WHAT THE EXERCISE ASKS - Every record below, from the first line to the last, is to be set down again exactly.
· · · ·
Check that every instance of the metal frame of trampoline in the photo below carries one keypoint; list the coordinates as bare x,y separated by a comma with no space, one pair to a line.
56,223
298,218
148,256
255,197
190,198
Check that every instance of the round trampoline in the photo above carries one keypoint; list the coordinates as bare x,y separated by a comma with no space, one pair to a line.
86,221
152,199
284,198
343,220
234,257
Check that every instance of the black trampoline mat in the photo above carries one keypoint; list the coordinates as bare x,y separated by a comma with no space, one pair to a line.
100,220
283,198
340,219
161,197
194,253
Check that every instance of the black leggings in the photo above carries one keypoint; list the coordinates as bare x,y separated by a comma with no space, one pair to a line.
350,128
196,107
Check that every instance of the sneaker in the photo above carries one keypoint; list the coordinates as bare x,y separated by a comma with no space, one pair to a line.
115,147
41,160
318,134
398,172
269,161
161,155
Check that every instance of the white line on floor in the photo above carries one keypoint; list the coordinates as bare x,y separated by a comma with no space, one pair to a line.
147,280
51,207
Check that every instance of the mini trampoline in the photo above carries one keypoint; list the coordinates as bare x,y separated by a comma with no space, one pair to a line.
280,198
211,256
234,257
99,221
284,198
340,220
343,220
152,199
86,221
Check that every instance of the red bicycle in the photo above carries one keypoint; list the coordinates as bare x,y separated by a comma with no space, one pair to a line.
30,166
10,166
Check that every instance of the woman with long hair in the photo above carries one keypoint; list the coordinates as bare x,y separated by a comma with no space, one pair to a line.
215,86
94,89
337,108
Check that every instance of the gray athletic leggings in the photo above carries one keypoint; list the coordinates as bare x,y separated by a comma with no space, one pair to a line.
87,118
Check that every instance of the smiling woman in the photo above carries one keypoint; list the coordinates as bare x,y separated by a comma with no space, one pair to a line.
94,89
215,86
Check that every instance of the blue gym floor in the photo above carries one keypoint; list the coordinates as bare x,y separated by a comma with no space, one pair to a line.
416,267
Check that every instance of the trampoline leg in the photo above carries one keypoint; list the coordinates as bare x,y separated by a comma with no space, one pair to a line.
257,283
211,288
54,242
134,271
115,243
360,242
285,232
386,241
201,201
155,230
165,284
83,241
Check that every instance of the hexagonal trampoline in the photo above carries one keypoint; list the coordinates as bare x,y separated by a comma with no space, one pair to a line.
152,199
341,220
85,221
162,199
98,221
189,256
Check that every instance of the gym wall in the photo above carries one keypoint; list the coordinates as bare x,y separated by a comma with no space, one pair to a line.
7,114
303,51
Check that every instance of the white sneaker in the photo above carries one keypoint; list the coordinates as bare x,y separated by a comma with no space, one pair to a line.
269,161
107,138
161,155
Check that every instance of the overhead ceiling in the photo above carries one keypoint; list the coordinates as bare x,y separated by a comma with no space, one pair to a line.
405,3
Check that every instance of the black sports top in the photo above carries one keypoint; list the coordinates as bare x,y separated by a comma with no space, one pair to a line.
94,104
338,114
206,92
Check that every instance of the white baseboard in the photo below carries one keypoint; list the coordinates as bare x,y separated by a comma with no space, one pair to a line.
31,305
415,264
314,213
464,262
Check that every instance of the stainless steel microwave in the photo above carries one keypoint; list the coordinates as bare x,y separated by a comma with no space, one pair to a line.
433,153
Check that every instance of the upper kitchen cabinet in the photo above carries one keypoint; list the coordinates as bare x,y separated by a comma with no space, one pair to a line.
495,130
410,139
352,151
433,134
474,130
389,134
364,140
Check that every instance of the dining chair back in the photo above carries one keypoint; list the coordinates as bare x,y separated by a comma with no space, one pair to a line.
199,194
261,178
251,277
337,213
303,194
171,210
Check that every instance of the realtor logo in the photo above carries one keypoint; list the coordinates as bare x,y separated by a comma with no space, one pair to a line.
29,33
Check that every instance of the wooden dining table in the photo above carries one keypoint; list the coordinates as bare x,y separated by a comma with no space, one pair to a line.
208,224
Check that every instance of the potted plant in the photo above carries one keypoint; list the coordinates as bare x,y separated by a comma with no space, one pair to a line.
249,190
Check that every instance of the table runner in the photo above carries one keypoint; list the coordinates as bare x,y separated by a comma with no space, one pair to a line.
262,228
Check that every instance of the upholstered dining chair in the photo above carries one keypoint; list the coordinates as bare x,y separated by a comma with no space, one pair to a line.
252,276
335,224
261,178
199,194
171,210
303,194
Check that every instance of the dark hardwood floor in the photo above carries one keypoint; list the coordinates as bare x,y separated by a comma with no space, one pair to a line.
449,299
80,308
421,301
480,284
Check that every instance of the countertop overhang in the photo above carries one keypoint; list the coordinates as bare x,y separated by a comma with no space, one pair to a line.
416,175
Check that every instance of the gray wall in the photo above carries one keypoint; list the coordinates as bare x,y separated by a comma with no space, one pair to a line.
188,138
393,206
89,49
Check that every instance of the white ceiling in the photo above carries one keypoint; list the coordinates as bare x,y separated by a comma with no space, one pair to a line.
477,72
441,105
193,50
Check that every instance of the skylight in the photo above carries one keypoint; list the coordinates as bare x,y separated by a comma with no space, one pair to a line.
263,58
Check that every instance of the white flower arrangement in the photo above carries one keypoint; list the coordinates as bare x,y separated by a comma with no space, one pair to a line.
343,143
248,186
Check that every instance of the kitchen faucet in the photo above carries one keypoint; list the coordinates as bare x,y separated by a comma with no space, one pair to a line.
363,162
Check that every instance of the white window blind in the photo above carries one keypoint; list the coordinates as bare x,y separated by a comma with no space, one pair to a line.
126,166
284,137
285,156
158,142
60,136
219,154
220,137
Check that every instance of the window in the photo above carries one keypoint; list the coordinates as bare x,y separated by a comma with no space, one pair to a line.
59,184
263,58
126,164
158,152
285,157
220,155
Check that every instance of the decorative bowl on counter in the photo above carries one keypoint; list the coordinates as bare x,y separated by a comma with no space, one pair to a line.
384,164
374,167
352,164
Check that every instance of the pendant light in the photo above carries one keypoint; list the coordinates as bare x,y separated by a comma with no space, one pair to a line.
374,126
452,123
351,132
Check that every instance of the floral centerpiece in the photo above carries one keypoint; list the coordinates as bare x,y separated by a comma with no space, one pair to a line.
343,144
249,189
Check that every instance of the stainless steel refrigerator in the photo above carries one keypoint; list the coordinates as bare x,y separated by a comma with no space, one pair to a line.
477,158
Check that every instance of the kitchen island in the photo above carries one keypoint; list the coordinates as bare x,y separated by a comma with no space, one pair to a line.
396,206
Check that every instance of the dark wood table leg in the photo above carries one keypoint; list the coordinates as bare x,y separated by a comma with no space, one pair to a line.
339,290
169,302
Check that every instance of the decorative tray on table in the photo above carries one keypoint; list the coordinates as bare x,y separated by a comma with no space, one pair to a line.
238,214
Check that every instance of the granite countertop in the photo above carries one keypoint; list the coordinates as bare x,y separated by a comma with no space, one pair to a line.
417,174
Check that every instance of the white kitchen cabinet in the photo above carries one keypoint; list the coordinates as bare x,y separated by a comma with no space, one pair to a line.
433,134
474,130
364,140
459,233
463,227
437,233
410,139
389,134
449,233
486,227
· · · ·
RESPONSE FOR THIS EXERCISE -
Check that every instance of the metal frame of trampoline in the photo below carries one keypoint; list the coordinates as bare x,y separated by a comma with no space, one pair to a line.
56,223
298,218
148,256
255,197
190,198
Check that every instance of the round trampoline in the photo above carries one keypoint; list the coordinates as bare x,y separated by a comma with no space, one pair to a line.
86,221
152,199
284,198
343,220
234,257
Check that every instance of the black trampoline mat in the photo above carries one keypoint; list the coordinates as bare x,y separated by a comma with no space, one pair to a line.
100,220
283,198
340,219
161,197
194,253
Check that every instance of the black leggings in the photo above carries one keypoint; list the coordinates as bare x,y separated by a comma with no space, one pair to a line.
350,128
196,107
Check that every instance of the sneaker in the photo above carries one keypoint; list the coordinates as bare x,y separated by a comma with no space, one pair to a line.
115,147
41,160
318,134
398,172
269,161
161,155
Check that every instance of the white line on floor in the photo above carries one keypoint; list the coordinates as bare x,y separated by a comma with no space, one pair to a line.
147,280
51,207
Check that every instance of the mini trampoline in the photo above carries one keypoint; list the coordinates as bare x,y separated by a comma with no space, one pair to a line.
280,198
211,256
234,257
99,221
284,198
340,220
343,220
152,199
86,221
Check that every instance of the red bicycle in the photo above carries one keypoint; list the coordinates as bare x,y separated by a comma with no space, one pair to a line.
30,166
10,166
Check that every instance of the woman with long hair in the photo above carries one keypoint; list the coordinates as bare x,y separated by a comma with no space, one pair to a line.
215,86
94,89
337,108
Check that every instance of the gray athletic leggings in the photo above carries one keypoint; list the coordinates as bare x,y separated by a comma with no space, one pair to a line.
87,118
Check that every instance of the smiling woman in the photo above carries one keypoint; list the coordinates as bare x,y separated by a comma with no space, one pair to a line.
94,89
215,86
Check that every instance of the blue gym floor in the photo above carries one keypoint; list the coordinates as bare x,y separated by a comma with no space, one pair to a line.
416,267
Check that every instance of the trampoline leg in the photo above carries one keypoint; list the coordinates as bare x,y separated by a comma with no space, one pair to a line.
257,283
211,288
54,242
134,271
115,243
360,242
285,232
386,241
201,201
155,230
165,284
83,241
Check that every instance of the hexagonal trampoline in the photo above carries one keypoint; list the coordinates as bare x,y separated by a comma with no space, one pair to a line.
152,199
341,220
85,221
162,199
98,221
189,256
Check that every instance of the gym wall in the photo above carries one keypoint; list the coordinates as bare x,y separated by a comma with no space, one pair to a line.
7,114
303,51
Check that every instance of the white sneaker in the photo above carries one keypoint; list the coordinates as bare x,y separated by a comma with no space, one pair to a line.
269,161
107,138
161,155
Check that every instance of the overhead ceiling in the photo above carries one keypoint; list the coordinates as bare x,y separated by a comma with no space, one pair to a line.
405,3
Check that every instance of the black sports top in the photo above carries one keypoint; list the coordinates as bare x,y separated by a comma with no space, one pair to a line.
94,104
338,114
206,92
Check that every instance of the white baseboard in the photo below carries one keypoint; list the coordinates as bare x,y separated by a comma with no space, one pair to a line.
31,305
415,264
314,213
464,262
Check that every instance of the stainless steel microwave in the photo above carries one keypoint; list the coordinates as bare x,y separated by a comma with no space, one pair to a line.
433,153
Check that every instance of the upper kitchen cabinet in the photo above carries one keypoint; list the coordinates as bare x,y separated by a comma with no space, one pair to a line.
495,130
410,139
352,151
433,134
474,130
389,134
364,140
Check that every instance of the dining chair back in the photo above carries one keypoint; list the coordinates as bare x,y separated by a comma with no space, one pair to a line.
199,194
261,178
251,277
337,213
303,194
171,210
Check that every instance of the realtor logo in the photo above carries one keypoint; list the coordinates as bare x,y separated by a comma with no space, one pair to a line.
29,33
Check that every instance of the wooden dining table in the photo above carries one keypoint; list the coordinates as bare x,y separated by a comma with no space, one pair to a line.
208,224
Check that every instance of the potted plant in the photo above carries one keypoint; list the coordinates as bare x,y separated by a comma with no space, one pair to a line.
249,190
Check that every instance of the table runner in the photo above carries one keypoint; list the coordinates as bare x,y separated by a comma with no space, one pair to a line.
262,228
Check that every instance of the upholstered dining chair in the photo above carries one keypoint; list the coordinates as bare x,y separated by a comma with no space, one pair to a line.
252,276
335,224
261,178
199,194
171,210
303,194
Check that every instance of the dark hardwood floor in the photo above carries one keypoint; list the coordinates as bare x,y separated by a comma with no space, one pair to a line.
449,299
80,308
421,301
480,284
Check that every instance of the countertop overhang in the photo above carries one keypoint; list the coordinates as bare x,y separated by a comma with no space, one pair to a line.
416,175
Check that every instance of the gray wall in the photo above carries one keypoint; list the coordinates as bare x,y separated by a comma with no space, one pair to a line.
188,138
393,206
89,49
Check that every instance of the white ceiling in the photo above carries one keypoint; list the coordinates as bare x,y separated by a comma with no space, one pair to a line.
477,72
441,105
193,50
Check that every instance of the skylight in the photo above carries one keypoint; list the coordinates as bare x,y separated by a comma with no space, one pair to a line.
263,58
Check that every instance of the white flower arrangement in the photo above carries one keypoint; list the coordinates as bare x,y separated by a comma with no space, one pair to a line.
343,143
248,186
Check that every instance of the kitchen faucet in the photo above carries one keypoint; list the coordinates as bare x,y separated by a comma with no space, one pair to a line.
363,162
Check that every instance of the white window blind in the photo above carries one keypoint; list the coordinates as bare x,y separated by a comma with no space, one pair to a line.
126,166
284,137
285,156
158,142
60,136
219,154
220,137
Check that every instance of the window in the photo above carries one keypoint; list the coordinates as bare x,y separated by a comma with no space, one pair to a line.
59,184
263,58
126,164
158,152
285,157
220,155
Check that every instance of the decorative bowl on counter in the photo above carries one keypoint; list the coordinates as bare x,y separated by a comma with no space, one pair to a line.
384,164
374,167
352,164
Check that every instance of the pendant light in the photo above carries one keypoint; list the coordinates as bare x,y separated by a comma with no space, one pair to a line.
374,126
452,123
351,132
Check that every instance of the floral centerpiece in the photo above carries one keypoint; list the coordinates as bare x,y separated by a comma with no space, one pair to a line.
343,144
249,189
Check that every instance of the stainless steel refrigerator in the photo above carries one keypoint; list the coordinates as bare x,y separated by a comma with no space, one pair to a line.
477,158
Check that every instance of the kitchen island in the photo above carries one keypoint; list the coordinates as bare x,y separated by a comma with no space, one pair to a line.
396,206
Check that every instance of the dark wood table leg in the photo above carries one keypoint; list the coordinates as bare x,y separated by a comma with no space, one pair to a line.
339,290
169,302
Check that every instance of the decorative tray on table in the photo above carries one keypoint; list the coordinates as bare x,y separated by a comma with no space, one pair to a line.
238,214
Check that every instance of the granite countertop in the photo above carries one keypoint; list the coordinates as bare x,y separated by a comma with no space, one pair to a line.
417,174
Check that every instance of the white kitchen cabinet in the photo above carries one keypoint; list the coordinates as bare x,y separated by a comma with no space, one pair to a line.
433,134
474,130
364,140
459,233
463,227
437,233
410,139
389,134
449,233
486,227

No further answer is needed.